Цель задания = Продолжите отрывок о поэте, публично давшем пощечину писателю, начав сразу после его последнего предложения.

Отрывок =
Страница:
49 из 68
*В соответствии с этим хочется припомнить: в 1936 году был выписан ордер на арест Домбровского - русского, в 1939-м - Домбровского - поляка, в 1949-м - Домбровского - еврея, а в приговоре всегда стояла уж настоящая национальность.
В истории советской литературы был такой печальный случай: один великий русский поэт дал пощечину крупному писателю - публично. Демонстративно. Нарушая порядок в учреждении. Что было бы с ним сейчас при нашей судебной практике? Конечно, он предстал бы перед той же Кочетовой, и она спросила бы его: "Как? Поэт? Мандельштам? Осип Мандельштам? Никогда не слышала!.. Маяковский, Есенин - этих да! Ну вот вам десять суток, и сделайте для себя выводы". Обязательно она так бы сказала ему.

Показанные сведения =

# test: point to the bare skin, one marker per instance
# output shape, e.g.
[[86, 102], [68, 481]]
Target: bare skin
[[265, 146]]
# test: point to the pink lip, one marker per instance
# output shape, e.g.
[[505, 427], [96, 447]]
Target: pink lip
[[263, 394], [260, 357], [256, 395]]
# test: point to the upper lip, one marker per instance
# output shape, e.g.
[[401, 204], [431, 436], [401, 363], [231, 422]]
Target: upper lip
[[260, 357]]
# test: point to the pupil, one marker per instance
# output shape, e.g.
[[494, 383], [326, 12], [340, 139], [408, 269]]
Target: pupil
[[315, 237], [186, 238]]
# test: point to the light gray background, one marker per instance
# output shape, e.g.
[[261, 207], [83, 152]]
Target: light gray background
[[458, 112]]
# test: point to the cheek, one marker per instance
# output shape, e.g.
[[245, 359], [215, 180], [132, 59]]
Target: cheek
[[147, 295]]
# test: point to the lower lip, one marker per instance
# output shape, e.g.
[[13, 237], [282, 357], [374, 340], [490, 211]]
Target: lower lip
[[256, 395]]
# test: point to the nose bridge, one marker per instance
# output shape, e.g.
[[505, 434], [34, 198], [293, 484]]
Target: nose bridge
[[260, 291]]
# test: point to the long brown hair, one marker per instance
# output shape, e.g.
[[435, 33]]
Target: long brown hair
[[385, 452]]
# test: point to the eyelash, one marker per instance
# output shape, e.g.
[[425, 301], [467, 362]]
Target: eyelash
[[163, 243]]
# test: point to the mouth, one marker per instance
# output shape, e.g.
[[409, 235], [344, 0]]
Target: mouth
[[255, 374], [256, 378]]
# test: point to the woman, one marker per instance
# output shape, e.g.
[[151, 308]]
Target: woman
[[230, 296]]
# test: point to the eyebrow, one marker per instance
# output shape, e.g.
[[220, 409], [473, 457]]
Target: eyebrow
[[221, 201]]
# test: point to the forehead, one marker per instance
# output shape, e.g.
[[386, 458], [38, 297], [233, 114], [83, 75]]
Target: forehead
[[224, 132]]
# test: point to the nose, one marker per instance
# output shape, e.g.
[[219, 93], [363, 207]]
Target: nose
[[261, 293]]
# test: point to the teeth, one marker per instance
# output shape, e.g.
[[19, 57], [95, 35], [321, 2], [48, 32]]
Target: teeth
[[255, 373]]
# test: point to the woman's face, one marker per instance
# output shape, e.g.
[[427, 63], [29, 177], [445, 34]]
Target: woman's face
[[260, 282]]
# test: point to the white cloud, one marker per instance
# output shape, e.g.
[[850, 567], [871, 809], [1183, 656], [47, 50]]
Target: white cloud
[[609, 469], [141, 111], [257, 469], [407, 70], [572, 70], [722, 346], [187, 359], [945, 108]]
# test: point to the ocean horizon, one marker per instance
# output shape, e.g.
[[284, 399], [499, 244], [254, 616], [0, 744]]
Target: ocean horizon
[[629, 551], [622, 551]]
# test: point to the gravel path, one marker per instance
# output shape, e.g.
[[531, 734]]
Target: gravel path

Результат задания =
Писатель моих лет дал в морду молодому наглецу, который обозвал его старой сволочью. (Почему он долго занимал телефонную кабину.) Собралась общественность. Старика и парня доставили в милицию. К счастью, это было год тому назад, и дежурный тоже попался правильный, но сейчас все было бы иначе, и на одного старого, но мелкого хулигана в Москве стало бы больше. А кто от этого выиграл бы? Советское общество? Моральный кодекс? Краснопресненская пересылка? Выиграла бы, конечно, оперативная сводка, та страшная черная галочка, которая вечно сопровождает такие кампании и орет на весь Союз о победе над преступностью! Выиграл бы самый плохой человек из всех - мелкий хлесткий фельетонист - судья, осуждающий без суда и следствия*.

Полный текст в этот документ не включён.